*Exercise objective:*
Repeat the records below word for word, from the line containing "form [144, 10]." through the line containing "Query: light-colored fabric". Leave the pictures out of your answer.

*Data for this exercise:*

►

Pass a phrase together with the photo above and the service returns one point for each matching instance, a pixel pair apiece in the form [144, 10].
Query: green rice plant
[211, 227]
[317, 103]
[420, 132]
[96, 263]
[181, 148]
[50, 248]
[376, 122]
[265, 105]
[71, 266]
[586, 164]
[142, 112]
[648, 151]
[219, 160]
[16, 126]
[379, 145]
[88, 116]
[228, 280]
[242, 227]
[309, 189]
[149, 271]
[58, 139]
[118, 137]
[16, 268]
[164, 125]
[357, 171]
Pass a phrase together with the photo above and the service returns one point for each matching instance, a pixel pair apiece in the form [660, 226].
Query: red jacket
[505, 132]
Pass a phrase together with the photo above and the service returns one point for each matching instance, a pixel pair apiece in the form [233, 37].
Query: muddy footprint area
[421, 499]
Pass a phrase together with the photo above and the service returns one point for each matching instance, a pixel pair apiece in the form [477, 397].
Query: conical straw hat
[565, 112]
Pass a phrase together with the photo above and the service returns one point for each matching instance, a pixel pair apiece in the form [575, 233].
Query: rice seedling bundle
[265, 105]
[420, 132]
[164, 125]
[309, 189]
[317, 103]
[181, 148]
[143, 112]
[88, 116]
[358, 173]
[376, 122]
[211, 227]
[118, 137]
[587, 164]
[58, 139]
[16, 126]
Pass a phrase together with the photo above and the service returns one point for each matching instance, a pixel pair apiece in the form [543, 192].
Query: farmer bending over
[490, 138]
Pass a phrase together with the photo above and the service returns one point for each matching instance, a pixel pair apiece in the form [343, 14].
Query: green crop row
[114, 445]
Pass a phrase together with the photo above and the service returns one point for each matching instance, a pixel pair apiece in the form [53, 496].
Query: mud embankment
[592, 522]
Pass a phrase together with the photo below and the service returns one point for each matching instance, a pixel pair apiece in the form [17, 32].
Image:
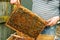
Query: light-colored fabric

◄
►

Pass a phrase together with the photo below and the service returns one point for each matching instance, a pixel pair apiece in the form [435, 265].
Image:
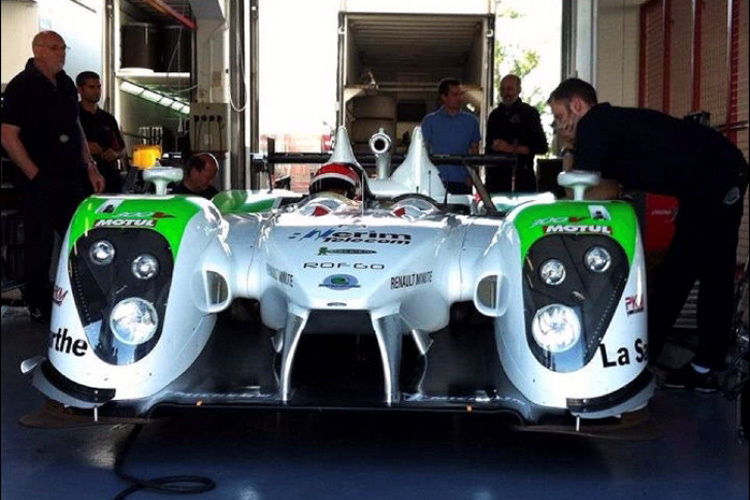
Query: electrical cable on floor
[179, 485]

◄

*Full output:*
Pass a phrase together with the photo above and the service returns one point for each matching instance, a pixel pair apiece in the form [144, 10].
Query: green rice plant
[211, 227]
[317, 103]
[420, 132]
[96, 263]
[181, 148]
[50, 248]
[376, 122]
[265, 105]
[71, 266]
[586, 164]
[142, 112]
[648, 151]
[219, 160]
[16, 126]
[379, 145]
[88, 116]
[228, 280]
[242, 227]
[309, 189]
[149, 271]
[58, 139]
[118, 137]
[16, 268]
[164, 125]
[357, 171]
Pass a phrase together with the photo above and the service returns one point for each matching instance, a pixel pair apiece in the form [660, 226].
Query: red jacket
[505, 132]
Pass a phrase together with the photo above and the service returns one point for each matching instance, a pixel pair apiece in the form [233, 37].
Query: muddy footprint area
[421, 499]
Pass a phrase together with the photo above and the service returns one point for each matching instance, a pixel pair apiece in the form [477, 397].
Query: conical straw hat
[565, 112]
Pass a phrase together with the photo above and the service returns one point for each matching instance, a pixel pair apiece in the form [575, 233].
Query: rice seedling bundle
[265, 105]
[420, 132]
[164, 125]
[309, 189]
[317, 103]
[181, 148]
[143, 112]
[88, 116]
[358, 173]
[376, 122]
[211, 227]
[118, 137]
[587, 164]
[58, 139]
[16, 126]
Pass a phrase together with the photo above and the service returns one point for each matching instance, a pixel pair apiece in the form [543, 192].
Query: farmer bending over
[490, 138]
Pass a phrase together with the photo above and the service returns one point for each matching instance, a pixel pair apiece in the form [343, 14].
Query: green crop row
[114, 445]
Pass a phrase together with the photo above and the service returns one point for each matching instance, a pixel pair apiece in the form [53, 496].
Query: mud embankment
[592, 522]
Pass a phrase together with the photo below and the service returns one point for each matching instance, a pixel pair apiece in the form [17, 32].
Image:
Query: light-colored fabric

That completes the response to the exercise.